* start LISTED RECORDS *

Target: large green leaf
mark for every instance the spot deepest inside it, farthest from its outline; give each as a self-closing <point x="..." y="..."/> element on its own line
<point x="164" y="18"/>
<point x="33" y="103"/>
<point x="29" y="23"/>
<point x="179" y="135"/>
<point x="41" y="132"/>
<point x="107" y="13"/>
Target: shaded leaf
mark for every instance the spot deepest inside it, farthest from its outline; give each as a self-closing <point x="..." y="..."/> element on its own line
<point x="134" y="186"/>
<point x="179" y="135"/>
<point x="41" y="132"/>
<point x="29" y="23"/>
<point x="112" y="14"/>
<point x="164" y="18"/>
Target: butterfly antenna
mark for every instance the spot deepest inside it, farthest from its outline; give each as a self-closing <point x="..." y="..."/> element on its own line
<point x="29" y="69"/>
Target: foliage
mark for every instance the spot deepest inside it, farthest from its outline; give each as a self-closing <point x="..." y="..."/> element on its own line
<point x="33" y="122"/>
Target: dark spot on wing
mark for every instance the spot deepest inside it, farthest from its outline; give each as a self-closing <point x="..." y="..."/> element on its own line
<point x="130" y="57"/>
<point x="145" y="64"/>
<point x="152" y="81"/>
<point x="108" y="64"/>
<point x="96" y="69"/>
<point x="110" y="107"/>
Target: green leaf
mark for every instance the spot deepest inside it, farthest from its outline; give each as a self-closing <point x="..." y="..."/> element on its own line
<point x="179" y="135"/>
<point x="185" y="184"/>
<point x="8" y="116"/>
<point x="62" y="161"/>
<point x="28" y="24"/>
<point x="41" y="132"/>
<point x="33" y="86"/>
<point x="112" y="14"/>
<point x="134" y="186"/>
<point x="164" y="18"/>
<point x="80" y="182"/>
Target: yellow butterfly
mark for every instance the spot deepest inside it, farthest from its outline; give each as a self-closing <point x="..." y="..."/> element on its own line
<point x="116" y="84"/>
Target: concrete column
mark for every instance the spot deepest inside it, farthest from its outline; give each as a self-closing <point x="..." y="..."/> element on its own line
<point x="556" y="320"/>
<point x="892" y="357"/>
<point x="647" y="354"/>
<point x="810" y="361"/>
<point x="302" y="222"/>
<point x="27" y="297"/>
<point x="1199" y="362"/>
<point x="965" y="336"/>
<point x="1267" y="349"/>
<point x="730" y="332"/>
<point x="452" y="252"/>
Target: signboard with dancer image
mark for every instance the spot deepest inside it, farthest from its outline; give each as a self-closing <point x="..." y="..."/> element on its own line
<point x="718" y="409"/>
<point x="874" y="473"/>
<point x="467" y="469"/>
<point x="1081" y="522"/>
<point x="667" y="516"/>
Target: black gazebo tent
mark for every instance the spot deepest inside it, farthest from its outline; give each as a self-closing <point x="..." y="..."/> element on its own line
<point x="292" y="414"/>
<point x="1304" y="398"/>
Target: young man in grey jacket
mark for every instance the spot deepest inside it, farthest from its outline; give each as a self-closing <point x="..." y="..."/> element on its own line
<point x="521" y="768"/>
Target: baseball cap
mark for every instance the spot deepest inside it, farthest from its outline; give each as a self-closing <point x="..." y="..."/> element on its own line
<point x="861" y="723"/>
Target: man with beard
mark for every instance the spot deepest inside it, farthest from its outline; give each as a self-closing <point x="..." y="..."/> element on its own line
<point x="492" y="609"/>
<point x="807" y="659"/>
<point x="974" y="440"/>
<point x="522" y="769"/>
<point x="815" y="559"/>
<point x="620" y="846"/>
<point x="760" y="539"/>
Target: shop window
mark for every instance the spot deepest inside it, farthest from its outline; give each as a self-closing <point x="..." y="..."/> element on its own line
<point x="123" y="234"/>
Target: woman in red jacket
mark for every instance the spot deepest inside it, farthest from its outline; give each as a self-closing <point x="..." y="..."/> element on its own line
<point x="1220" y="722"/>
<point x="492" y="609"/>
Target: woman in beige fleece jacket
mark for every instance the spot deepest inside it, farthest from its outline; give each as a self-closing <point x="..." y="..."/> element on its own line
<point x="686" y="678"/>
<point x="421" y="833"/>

* end LISTED RECORDS *

Repeat the material above exactly.

- **RESULT**:
Target: large green leaf
mark for every instance the spot deepest inside it, farthest from its outline; give each as a self-closing <point x="..." y="..."/> element on its own line
<point x="164" y="18"/>
<point x="33" y="103"/>
<point x="29" y="23"/>
<point x="179" y="135"/>
<point x="41" y="132"/>
<point x="107" y="13"/>
Target: shaded leaf
mark for every instance the spot deepest inside it, farthest from its outline; give each as a self-closing <point x="..." y="..."/> element on its own line
<point x="134" y="186"/>
<point x="179" y="135"/>
<point x="41" y="132"/>
<point x="29" y="23"/>
<point x="112" y="14"/>
<point x="164" y="18"/>
Target: butterfly antenna
mark for every instance the spot deepest inside it, farthest from its outline; give each as a self-closing <point x="..." y="..."/> element on its own line
<point x="29" y="69"/>
Target: foliage
mark for every instance the spot deepest inside it, farthest from its outline; give each as a self-closing <point x="..." y="..."/> element on its own line
<point x="33" y="122"/>
Target: dark spot on wing
mark for every instance the spot deepest inside it, farthest from its outline; give each as a self-closing <point x="..." y="..."/> element on its own line
<point x="130" y="57"/>
<point x="145" y="64"/>
<point x="152" y="81"/>
<point x="108" y="64"/>
<point x="96" y="69"/>
<point x="110" y="107"/>
Target: green leaf
mark for every instance the spot deepest inside it, farthest from its outline; give each as a self-closing <point x="..." y="..."/> element on its own line
<point x="179" y="135"/>
<point x="185" y="184"/>
<point x="8" y="116"/>
<point x="62" y="161"/>
<point x="28" y="24"/>
<point x="41" y="132"/>
<point x="33" y="86"/>
<point x="112" y="14"/>
<point x="134" y="186"/>
<point x="164" y="18"/>
<point x="80" y="182"/>
Target: yellow butterfly
mark for every instance the spot deepest inside it, farthest from its outline; give each as a self-closing <point x="..." y="..."/> element on its own line
<point x="116" y="84"/>
Target: concrete column
mark for every instance the spot deepest inside it, farthest from its outline; give each as a self-closing <point x="..." y="..."/> element on its own line
<point x="556" y="320"/>
<point x="892" y="357"/>
<point x="647" y="354"/>
<point x="810" y="361"/>
<point x="302" y="222"/>
<point x="27" y="297"/>
<point x="1199" y="362"/>
<point x="965" y="336"/>
<point x="1267" y="349"/>
<point x="730" y="332"/>
<point x="452" y="252"/>
Target: signboard with dancer image
mark for every instance the spot deepest inside it, farthest from its outline; give each as a self-closing <point x="..." y="..."/> element on its own line
<point x="718" y="409"/>
<point x="874" y="473"/>
<point x="467" y="469"/>
<point x="1081" y="522"/>
<point x="667" y="516"/>
Target: black gazebo tent
mark for every instance the spot deepest inside it, farthest from its outline; give each as a self-closing <point x="..." y="..."/> element on its own line
<point x="292" y="414"/>
<point x="1304" y="398"/>
Target: young man in grey jacket
mark for every instance the spot deepest inside it, farthest from its outline; give each as a self-closing <point x="..." y="..."/> element on its own line
<point x="521" y="768"/>
Target: baseball cap
mark for every instance the spot deepest inside it, farthest from its outline; give each as a self-closing <point x="..." y="..."/> element on its own line
<point x="861" y="723"/>
Target: man with beard
mark for every instance the spot deepest inside it, farthest from its outline; give each as a self-closing <point x="..." y="..."/> element on its own line
<point x="492" y="609"/>
<point x="807" y="659"/>
<point x="974" y="440"/>
<point x="522" y="769"/>
<point x="815" y="559"/>
<point x="620" y="846"/>
<point x="760" y="539"/>
Target: shop window
mark for every instance the spot deepest inside it, farthest from its outline; give each as a self-closing <point x="..." y="..."/> element on its own line
<point x="123" y="234"/>
Target: woman in red jacket
mark for every instance the spot deepest inside it, farthest from its outline; give each as a self-closing <point x="..." y="..."/> element on its own line
<point x="1220" y="722"/>
<point x="492" y="609"/>
Target: woman in beige fleece jacket
mark for every instance the spot deepest inside it, farthest from its outline; give each as a self-closing <point x="..." y="..."/> element on its own line
<point x="686" y="678"/>
<point x="421" y="833"/>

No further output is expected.